PROBLEM DESCRIPTION: The copy you return should hold only the lines from the top of the data below through the line with "Target: sun visor", each duplicated exactly and with no pictures.

Referring expression data
════════════════════

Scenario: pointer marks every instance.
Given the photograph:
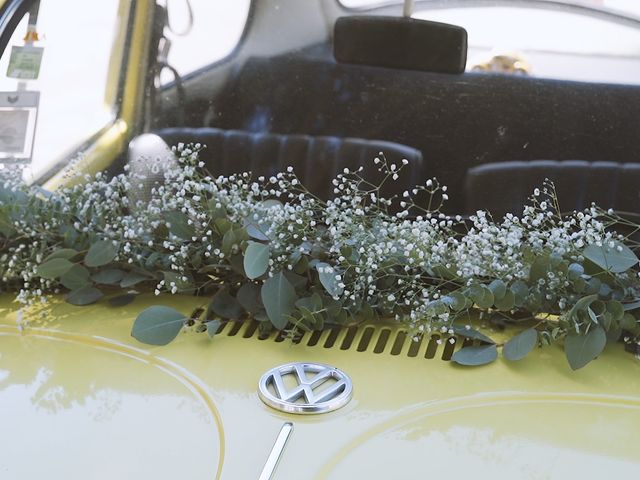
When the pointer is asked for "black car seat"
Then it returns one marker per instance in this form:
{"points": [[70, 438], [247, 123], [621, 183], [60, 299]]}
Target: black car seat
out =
{"points": [[315, 159]]}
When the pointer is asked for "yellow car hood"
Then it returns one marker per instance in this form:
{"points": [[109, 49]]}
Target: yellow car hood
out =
{"points": [[80, 398]]}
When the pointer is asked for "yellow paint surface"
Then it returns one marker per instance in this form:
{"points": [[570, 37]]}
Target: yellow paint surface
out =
{"points": [[86, 400]]}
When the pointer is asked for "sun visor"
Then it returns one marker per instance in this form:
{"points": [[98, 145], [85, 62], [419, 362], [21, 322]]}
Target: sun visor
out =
{"points": [[398, 42]]}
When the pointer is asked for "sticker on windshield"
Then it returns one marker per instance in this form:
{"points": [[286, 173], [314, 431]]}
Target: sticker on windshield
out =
{"points": [[18, 113], [24, 63]]}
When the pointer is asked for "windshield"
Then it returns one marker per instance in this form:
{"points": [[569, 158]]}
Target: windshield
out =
{"points": [[626, 7]]}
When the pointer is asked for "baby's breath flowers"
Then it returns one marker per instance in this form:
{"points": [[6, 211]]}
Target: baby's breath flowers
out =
{"points": [[270, 250]]}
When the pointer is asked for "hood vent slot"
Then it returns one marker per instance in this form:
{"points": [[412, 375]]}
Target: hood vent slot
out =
{"points": [[361, 338]]}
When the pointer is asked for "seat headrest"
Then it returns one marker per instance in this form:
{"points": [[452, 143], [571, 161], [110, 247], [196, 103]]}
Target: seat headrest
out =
{"points": [[397, 42]]}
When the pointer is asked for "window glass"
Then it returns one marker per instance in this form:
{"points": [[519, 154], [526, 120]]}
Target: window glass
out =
{"points": [[202, 32], [70, 91]]}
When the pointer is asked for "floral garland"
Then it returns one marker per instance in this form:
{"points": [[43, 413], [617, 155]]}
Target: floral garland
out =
{"points": [[268, 249]]}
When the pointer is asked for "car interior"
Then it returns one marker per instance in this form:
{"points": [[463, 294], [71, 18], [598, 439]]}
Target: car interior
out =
{"points": [[322, 95]]}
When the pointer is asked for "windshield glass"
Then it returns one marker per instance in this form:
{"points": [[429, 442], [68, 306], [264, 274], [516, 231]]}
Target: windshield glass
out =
{"points": [[627, 7]]}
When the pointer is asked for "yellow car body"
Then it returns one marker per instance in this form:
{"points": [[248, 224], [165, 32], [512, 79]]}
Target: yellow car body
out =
{"points": [[88, 401], [80, 398]]}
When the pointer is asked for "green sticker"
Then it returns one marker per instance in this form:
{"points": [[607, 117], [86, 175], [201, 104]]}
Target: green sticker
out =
{"points": [[24, 62]]}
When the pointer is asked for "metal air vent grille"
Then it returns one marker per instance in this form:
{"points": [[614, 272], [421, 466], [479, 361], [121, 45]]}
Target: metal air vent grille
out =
{"points": [[363, 338]]}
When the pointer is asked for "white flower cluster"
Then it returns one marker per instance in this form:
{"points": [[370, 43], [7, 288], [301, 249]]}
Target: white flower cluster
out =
{"points": [[397, 257]]}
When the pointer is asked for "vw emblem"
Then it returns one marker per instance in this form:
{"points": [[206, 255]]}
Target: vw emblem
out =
{"points": [[305, 388]]}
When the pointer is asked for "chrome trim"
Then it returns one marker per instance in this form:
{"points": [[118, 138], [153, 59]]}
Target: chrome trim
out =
{"points": [[273, 392], [276, 452]]}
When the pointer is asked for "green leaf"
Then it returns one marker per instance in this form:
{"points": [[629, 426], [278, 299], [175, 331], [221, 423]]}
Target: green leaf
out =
{"points": [[179, 224], [77, 277], [248, 297], [110, 276], [456, 300], [475, 355], [498, 288], [327, 275], [631, 306], [101, 253], [183, 286], [581, 349], [539, 268], [212, 327], [66, 253], [122, 300], [617, 258], [630, 323], [133, 278], [520, 292], [84, 296], [278, 297], [54, 268], [471, 333], [616, 310], [158, 325], [507, 302], [481, 295], [226, 306], [519, 346], [256, 259]]}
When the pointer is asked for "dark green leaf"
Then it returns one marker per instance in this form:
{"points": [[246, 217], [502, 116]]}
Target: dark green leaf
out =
{"points": [[212, 327], [616, 310], [520, 292], [507, 302], [471, 333], [158, 325], [101, 253], [631, 306], [481, 295], [256, 259], [298, 281], [77, 277], [539, 268], [581, 349], [84, 296], [617, 258], [133, 278], [226, 306], [456, 300], [327, 275], [66, 253], [519, 346], [183, 286], [248, 297], [278, 297], [629, 323], [110, 276], [54, 268], [122, 300], [498, 288], [475, 355]]}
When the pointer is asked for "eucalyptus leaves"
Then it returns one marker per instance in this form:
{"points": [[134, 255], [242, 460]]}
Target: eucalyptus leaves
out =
{"points": [[270, 250]]}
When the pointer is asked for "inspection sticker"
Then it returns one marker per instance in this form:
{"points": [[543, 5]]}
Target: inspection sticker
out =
{"points": [[24, 62]]}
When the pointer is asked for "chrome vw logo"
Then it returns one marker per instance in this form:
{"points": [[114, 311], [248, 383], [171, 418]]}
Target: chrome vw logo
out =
{"points": [[305, 388]]}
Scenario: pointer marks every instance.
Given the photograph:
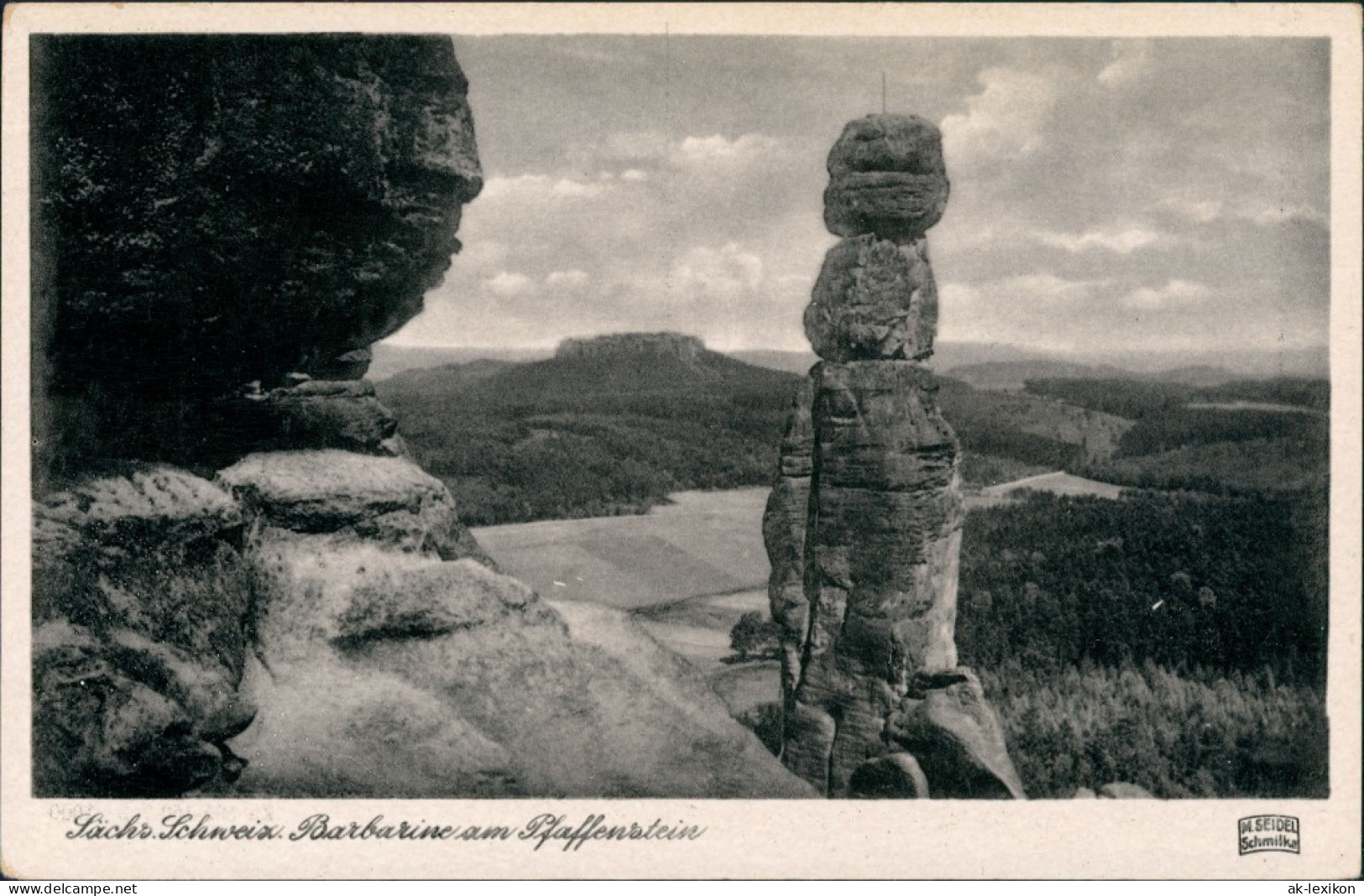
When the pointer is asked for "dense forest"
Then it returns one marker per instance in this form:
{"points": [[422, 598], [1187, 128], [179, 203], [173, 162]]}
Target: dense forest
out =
{"points": [[1174, 638], [567, 438], [1172, 641]]}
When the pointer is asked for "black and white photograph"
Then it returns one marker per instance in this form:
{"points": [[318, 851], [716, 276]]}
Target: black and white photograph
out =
{"points": [[682, 425]]}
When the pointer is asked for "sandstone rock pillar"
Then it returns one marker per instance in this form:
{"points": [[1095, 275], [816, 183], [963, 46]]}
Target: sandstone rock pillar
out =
{"points": [[864, 525]]}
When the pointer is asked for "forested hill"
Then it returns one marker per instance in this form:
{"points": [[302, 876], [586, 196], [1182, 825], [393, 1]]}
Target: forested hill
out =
{"points": [[604, 427], [614, 425]]}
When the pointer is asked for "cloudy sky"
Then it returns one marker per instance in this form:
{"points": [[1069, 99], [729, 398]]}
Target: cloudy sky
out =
{"points": [[1105, 194]]}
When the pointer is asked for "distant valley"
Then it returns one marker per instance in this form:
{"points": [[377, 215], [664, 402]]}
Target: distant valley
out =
{"points": [[618, 425]]}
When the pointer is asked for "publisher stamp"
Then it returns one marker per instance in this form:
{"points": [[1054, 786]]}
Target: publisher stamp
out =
{"points": [[1269, 834]]}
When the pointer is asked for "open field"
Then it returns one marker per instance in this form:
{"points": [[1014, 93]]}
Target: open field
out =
{"points": [[687, 570], [703, 543]]}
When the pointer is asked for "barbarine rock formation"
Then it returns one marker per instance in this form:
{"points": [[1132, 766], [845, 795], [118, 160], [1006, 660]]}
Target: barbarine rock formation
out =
{"points": [[240, 584], [864, 525]]}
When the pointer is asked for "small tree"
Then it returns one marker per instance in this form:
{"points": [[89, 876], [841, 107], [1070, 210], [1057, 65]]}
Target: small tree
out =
{"points": [[753, 634]]}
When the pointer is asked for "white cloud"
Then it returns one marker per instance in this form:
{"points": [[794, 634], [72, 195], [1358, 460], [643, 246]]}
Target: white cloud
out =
{"points": [[569, 187], [716, 273], [510, 284], [482, 254], [567, 279], [1131, 60], [1003, 120], [535, 187], [1173, 292], [1277, 213], [718, 150], [1199, 211], [1121, 242]]}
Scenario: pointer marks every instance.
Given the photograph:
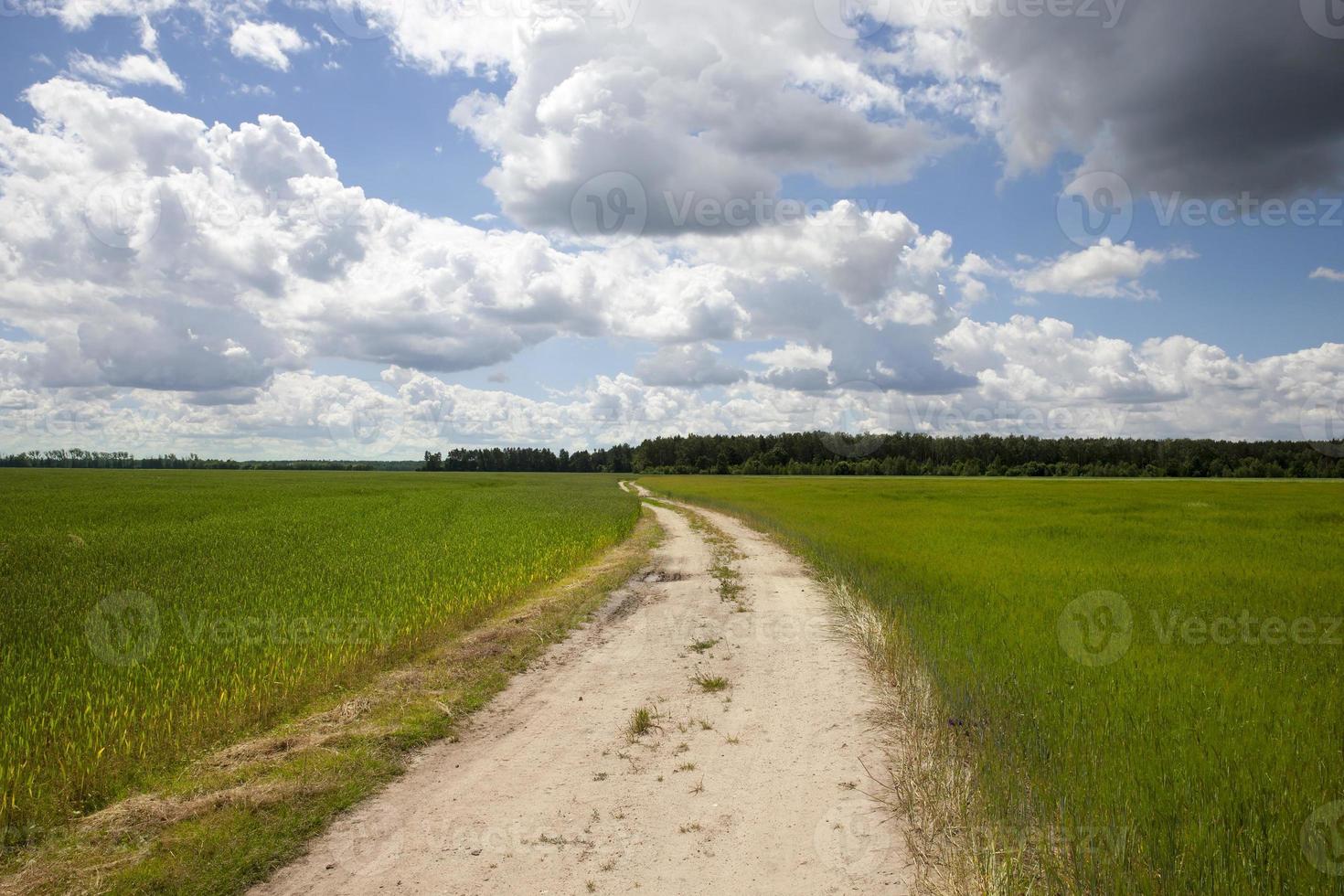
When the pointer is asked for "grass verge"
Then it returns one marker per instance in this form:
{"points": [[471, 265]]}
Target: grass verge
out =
{"points": [[230, 819]]}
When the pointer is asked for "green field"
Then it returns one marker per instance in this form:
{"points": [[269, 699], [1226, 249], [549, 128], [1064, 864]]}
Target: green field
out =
{"points": [[151, 614], [1180, 732]]}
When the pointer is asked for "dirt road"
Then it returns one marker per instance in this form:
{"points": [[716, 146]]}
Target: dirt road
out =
{"points": [[752, 789]]}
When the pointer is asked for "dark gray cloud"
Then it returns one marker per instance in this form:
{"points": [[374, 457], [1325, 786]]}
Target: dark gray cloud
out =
{"points": [[1207, 97], [687, 366]]}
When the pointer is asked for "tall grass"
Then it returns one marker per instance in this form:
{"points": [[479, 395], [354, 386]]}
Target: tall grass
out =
{"points": [[1090, 640], [149, 614]]}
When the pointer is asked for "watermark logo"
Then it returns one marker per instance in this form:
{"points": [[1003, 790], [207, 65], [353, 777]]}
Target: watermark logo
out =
{"points": [[1095, 629], [123, 629], [612, 208], [1323, 838], [1095, 206], [1326, 17], [1246, 209], [851, 837], [123, 211]]}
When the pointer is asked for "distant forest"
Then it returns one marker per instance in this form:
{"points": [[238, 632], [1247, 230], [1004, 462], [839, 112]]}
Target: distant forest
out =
{"points": [[814, 454], [77, 458], [909, 454]]}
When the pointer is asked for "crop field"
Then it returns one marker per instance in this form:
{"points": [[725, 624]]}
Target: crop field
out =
{"points": [[151, 614], [1151, 675]]}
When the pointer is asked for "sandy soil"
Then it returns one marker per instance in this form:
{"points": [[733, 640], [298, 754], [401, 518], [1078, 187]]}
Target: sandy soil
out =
{"points": [[757, 789]]}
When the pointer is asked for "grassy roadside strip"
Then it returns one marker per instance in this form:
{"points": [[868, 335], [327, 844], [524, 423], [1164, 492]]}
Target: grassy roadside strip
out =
{"points": [[231, 818], [928, 781]]}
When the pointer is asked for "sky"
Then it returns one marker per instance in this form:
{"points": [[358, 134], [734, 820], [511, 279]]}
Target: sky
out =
{"points": [[363, 229]]}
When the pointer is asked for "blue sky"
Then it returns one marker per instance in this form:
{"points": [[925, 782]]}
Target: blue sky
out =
{"points": [[903, 126]]}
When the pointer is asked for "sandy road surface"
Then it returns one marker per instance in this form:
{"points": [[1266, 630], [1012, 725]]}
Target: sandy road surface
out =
{"points": [[757, 789]]}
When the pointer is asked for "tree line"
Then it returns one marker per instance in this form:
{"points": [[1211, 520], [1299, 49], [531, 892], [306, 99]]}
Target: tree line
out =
{"points": [[78, 458], [812, 454], [912, 454]]}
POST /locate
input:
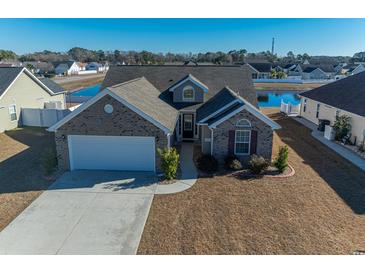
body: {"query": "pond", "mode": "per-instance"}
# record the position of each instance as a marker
(88, 91)
(265, 98)
(273, 98)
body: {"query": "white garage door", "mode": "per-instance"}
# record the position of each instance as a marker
(112, 152)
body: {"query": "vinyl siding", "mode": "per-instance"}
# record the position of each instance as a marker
(26, 93)
(329, 113)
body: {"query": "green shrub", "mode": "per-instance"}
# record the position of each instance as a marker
(49, 161)
(207, 163)
(281, 161)
(361, 147)
(232, 163)
(170, 162)
(258, 164)
(342, 126)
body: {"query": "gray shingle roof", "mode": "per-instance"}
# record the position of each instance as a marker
(221, 99)
(224, 113)
(7, 76)
(346, 94)
(162, 77)
(191, 77)
(132, 92)
(54, 87)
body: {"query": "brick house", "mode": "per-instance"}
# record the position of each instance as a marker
(142, 108)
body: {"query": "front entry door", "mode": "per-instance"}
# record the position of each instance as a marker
(188, 126)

════════════════════

COMPLETED EXERCISE:
Scenario: pointer marks every instance.
Given the photograph:
When the pointer is asked for "black car seat"
Then it returns one marker per instance in this form:
{"points": [[70, 438], [247, 123], [621, 183], [60, 299]]}
Target: black car seat
out =
{"points": [[315, 159]]}
When the pointer is asked for "yellow car hood"
Then it returns one marker per instance in this form:
{"points": [[109, 49]]}
Target: yellow car hood
out =
{"points": [[80, 398]]}
When the pointer is asked for "yellow paint surface"
Then it returns one marker per instance in this form:
{"points": [[570, 37]]}
Target: yellow paint surface
out =
{"points": [[86, 400]]}
When the pointer is asked for "sun visor"
Then it returns one marker per instance in this form:
{"points": [[98, 145], [85, 62], [419, 362], [21, 322]]}
Target: sun visor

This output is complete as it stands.